■ AIM OF THE TASK ■
Only the lines from the one with "One marker belongs on each instance of the wet rock." onward are wanted, through the last line of the entries, set down exactly.

■ GIVEN DATA ■
********
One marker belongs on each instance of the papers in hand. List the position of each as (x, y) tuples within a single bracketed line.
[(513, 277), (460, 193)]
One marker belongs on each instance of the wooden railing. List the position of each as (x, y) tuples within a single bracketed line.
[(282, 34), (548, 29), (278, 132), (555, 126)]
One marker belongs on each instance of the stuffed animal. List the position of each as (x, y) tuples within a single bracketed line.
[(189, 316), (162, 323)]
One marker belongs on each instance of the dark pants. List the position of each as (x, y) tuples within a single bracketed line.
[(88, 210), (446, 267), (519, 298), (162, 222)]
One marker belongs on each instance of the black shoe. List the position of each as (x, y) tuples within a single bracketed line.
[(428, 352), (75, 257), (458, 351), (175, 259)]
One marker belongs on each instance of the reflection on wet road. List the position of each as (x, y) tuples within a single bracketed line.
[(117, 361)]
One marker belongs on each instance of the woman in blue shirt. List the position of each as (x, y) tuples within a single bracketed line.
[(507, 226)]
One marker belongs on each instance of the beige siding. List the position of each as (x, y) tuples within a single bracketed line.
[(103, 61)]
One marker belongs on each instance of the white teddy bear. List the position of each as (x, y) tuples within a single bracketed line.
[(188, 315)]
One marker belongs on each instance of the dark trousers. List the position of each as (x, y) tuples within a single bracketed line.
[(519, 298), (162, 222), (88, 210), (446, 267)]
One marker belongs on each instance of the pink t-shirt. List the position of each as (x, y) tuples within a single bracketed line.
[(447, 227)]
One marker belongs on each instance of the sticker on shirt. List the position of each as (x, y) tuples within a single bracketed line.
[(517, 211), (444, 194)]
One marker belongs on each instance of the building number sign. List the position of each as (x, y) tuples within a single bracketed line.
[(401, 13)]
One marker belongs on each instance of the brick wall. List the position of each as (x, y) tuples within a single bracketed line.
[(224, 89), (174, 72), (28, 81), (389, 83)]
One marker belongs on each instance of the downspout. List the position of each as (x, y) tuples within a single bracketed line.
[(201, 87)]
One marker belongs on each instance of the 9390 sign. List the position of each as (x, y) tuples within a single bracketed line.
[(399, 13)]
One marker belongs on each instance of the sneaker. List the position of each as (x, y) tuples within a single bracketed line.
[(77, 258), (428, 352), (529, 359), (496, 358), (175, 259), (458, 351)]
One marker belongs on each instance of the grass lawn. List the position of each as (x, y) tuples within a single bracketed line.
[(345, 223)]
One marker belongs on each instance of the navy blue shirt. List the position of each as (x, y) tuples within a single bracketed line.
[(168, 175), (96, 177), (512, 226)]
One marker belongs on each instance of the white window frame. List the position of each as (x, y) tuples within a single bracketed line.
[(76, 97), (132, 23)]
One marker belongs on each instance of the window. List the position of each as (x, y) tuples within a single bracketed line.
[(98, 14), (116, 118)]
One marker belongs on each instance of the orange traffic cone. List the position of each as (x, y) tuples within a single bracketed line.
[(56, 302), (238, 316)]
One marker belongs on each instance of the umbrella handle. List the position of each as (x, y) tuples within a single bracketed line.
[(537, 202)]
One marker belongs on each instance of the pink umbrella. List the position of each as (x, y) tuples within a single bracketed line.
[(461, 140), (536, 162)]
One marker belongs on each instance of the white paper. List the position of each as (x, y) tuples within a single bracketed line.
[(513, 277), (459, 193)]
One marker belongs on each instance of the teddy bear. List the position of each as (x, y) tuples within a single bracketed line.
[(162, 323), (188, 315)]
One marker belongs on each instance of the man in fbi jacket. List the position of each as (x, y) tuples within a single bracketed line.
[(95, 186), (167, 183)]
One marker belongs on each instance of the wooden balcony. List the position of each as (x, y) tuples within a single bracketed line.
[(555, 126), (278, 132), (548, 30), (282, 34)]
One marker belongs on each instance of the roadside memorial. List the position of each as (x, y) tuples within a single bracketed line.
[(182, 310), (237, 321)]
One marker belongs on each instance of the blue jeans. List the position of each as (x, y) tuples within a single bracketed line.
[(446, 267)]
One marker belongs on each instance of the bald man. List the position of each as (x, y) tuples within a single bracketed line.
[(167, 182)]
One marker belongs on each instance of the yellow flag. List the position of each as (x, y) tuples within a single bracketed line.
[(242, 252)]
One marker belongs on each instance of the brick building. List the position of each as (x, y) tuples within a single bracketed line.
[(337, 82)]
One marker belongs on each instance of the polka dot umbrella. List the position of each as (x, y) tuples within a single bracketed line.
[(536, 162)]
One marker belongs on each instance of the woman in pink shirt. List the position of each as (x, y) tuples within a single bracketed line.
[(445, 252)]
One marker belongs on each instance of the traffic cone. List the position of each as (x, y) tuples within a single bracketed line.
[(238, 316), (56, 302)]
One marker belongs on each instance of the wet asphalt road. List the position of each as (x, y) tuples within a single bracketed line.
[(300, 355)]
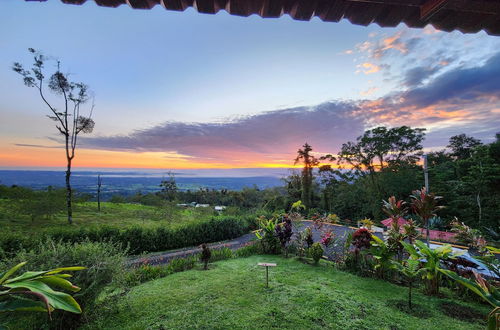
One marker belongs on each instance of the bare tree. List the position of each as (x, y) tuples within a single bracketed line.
[(99, 184), (69, 122)]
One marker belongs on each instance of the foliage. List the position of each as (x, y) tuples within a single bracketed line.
[(367, 223), (483, 289), (431, 259), (267, 235), (383, 254), (425, 206), (103, 262), (305, 157), (316, 252), (16, 291), (205, 256), (138, 239), (466, 235), (231, 296), (69, 121), (284, 232), (410, 269), (327, 238), (395, 209), (361, 239)]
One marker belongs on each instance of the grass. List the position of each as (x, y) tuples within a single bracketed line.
[(232, 294), (113, 214)]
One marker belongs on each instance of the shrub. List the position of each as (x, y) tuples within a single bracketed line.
[(205, 256), (316, 252), (103, 262), (137, 239)]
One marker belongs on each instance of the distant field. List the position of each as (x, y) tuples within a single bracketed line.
[(114, 214)]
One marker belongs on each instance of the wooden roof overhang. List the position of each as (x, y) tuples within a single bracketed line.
[(467, 16)]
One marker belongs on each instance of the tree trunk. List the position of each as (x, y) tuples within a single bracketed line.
[(409, 295), (478, 199), (69, 193), (98, 193), (427, 238)]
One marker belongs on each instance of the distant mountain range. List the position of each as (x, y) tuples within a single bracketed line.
[(130, 181)]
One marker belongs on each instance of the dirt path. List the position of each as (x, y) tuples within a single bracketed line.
[(162, 258)]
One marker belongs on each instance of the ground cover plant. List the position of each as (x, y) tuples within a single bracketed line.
[(232, 294)]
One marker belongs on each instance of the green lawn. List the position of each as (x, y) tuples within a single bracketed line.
[(231, 295), (114, 214)]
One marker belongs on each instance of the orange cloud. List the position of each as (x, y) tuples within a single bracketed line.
[(369, 68)]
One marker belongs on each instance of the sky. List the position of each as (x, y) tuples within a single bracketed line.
[(187, 90)]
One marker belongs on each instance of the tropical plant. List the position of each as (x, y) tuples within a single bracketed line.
[(367, 223), (383, 254), (425, 206), (327, 238), (483, 289), (309, 161), (297, 206), (490, 260), (466, 235), (395, 209), (410, 232), (333, 218), (15, 292), (267, 235), (316, 252), (410, 269), (205, 255), (431, 259), (284, 232)]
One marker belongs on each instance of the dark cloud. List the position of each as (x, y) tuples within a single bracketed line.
[(264, 135), (459, 85), (458, 100)]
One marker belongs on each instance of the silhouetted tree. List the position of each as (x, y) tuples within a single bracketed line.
[(305, 157), (69, 122), (99, 184), (461, 146)]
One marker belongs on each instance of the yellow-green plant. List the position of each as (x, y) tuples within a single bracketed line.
[(333, 218), (432, 263), (484, 290), (367, 223), (410, 269), (32, 291)]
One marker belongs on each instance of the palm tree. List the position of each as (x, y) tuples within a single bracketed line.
[(425, 206)]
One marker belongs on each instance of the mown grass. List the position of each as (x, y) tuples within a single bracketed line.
[(113, 214), (232, 295)]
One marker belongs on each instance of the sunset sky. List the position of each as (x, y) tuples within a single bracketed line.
[(189, 90)]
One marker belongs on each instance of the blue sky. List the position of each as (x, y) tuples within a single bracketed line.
[(178, 87)]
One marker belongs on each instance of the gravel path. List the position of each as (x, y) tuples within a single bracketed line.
[(162, 258)]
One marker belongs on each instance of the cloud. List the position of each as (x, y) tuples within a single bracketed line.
[(260, 138), (36, 146), (369, 91), (368, 68), (458, 100)]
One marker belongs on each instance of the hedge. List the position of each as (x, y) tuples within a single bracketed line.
[(137, 239)]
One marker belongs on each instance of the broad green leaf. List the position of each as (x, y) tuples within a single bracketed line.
[(15, 304), (63, 269), (58, 300), (26, 276), (54, 281), (11, 271)]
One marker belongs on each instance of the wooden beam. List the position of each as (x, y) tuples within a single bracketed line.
[(431, 7)]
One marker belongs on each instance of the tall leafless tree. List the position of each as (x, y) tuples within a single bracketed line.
[(99, 184), (69, 121)]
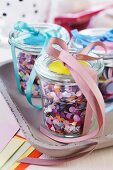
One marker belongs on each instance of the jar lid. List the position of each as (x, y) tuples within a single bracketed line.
[(44, 71), (23, 39), (93, 34)]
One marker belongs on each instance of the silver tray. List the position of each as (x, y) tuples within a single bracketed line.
[(30, 119)]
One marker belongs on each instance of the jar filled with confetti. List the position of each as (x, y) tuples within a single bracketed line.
[(82, 38), (26, 43), (64, 104)]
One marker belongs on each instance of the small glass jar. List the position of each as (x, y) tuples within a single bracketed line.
[(64, 105), (77, 45), (108, 62), (24, 54)]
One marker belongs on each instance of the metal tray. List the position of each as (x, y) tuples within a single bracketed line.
[(30, 119)]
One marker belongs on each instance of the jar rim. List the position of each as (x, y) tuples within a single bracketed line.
[(43, 71), (21, 45)]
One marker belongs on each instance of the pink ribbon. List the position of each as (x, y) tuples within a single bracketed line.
[(86, 78)]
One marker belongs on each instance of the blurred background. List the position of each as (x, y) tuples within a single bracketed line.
[(71, 14)]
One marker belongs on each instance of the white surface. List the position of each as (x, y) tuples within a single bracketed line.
[(98, 160)]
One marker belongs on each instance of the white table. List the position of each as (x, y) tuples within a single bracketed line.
[(98, 160)]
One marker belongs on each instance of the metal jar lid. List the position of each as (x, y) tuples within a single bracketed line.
[(43, 70)]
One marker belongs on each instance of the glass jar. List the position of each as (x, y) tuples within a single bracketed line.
[(107, 73), (77, 44), (26, 49), (64, 105)]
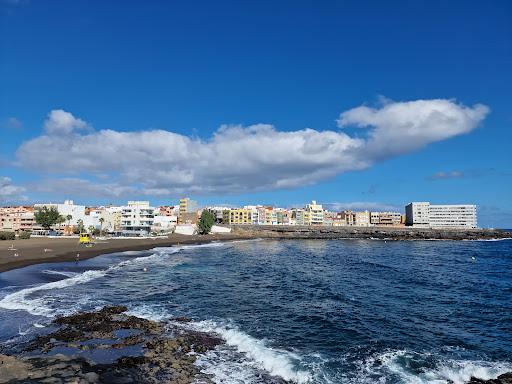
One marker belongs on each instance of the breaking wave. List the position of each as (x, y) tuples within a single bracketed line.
[(276, 362)]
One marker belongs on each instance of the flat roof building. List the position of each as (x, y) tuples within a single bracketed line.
[(426, 215)]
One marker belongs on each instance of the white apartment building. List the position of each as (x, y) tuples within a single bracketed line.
[(385, 218), (163, 223), (316, 214), (77, 212), (137, 218), (426, 215)]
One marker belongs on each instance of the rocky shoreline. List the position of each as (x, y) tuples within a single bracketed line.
[(381, 233), (110, 346)]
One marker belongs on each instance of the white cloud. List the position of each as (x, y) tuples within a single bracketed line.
[(71, 186), (9, 192), (400, 127), (11, 123), (447, 175), (62, 122), (242, 159)]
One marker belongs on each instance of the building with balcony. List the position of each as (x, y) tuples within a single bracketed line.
[(137, 218), (386, 218), (426, 215)]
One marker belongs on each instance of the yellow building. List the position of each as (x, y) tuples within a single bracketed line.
[(313, 214), (237, 216), (187, 207)]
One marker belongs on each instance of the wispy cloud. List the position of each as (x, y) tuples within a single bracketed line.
[(240, 159), (10, 193), (469, 173), (11, 123), (447, 175)]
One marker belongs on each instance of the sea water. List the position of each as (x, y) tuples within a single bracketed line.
[(307, 311)]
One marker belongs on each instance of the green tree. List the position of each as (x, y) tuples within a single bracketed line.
[(80, 224), (102, 220), (47, 217), (205, 222)]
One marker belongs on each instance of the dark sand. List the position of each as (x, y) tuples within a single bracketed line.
[(52, 250)]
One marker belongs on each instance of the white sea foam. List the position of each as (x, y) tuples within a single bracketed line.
[(39, 306), (275, 361), (61, 273), (21, 301)]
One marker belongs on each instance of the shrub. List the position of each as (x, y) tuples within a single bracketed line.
[(24, 235), (205, 223), (7, 236)]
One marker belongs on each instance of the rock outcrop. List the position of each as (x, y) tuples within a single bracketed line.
[(109, 346), (383, 233)]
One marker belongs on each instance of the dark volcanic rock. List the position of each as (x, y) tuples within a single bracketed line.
[(142, 352)]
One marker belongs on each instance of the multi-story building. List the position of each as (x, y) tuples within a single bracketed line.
[(168, 210), (418, 214), (424, 214), (17, 219), (385, 218), (218, 212), (362, 219), (137, 218), (187, 206), (68, 209), (237, 216), (315, 214), (351, 218)]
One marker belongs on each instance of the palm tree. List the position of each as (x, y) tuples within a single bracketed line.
[(102, 220), (80, 224)]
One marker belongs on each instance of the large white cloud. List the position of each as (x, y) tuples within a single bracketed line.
[(242, 159), (10, 193), (400, 127)]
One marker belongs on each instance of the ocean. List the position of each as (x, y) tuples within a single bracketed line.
[(306, 311)]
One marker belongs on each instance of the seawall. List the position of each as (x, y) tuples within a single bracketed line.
[(391, 233)]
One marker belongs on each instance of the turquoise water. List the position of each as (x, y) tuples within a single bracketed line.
[(317, 311)]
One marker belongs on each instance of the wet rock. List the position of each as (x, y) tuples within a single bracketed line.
[(143, 351)]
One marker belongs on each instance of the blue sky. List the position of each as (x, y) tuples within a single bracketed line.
[(141, 89)]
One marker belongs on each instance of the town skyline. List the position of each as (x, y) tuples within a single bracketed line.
[(358, 111)]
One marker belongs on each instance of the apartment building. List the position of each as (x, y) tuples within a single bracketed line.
[(17, 219), (386, 218), (187, 206), (237, 216), (424, 214), (137, 218), (68, 208), (351, 218), (315, 214)]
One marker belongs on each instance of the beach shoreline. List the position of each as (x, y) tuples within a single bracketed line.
********
■ SOLVED EXERCISE ■
One marker belongs on each instance of the wet rock. List the position of each as (x, y) tuples within a single bracketed line.
[(143, 351)]
One marker belongs on each instance of the blue sky. List the position of each as (x, y) tuples within a single bracketed line.
[(141, 89)]
One marker belongs on each instance of the town skyline. List the position of each as (x, y) tuples within a single bracketed line.
[(358, 111)]
One marker belongs on each instance of the apartment building. List the position of each as (x, y) tuples within a single bracketed line.
[(17, 219), (386, 218), (187, 206), (237, 216), (424, 214), (137, 218), (68, 208), (351, 218), (315, 214)]
One marker belongs on each instance of the beach shoreline. List the position of each as (x, y) tuples within a single bracketed line.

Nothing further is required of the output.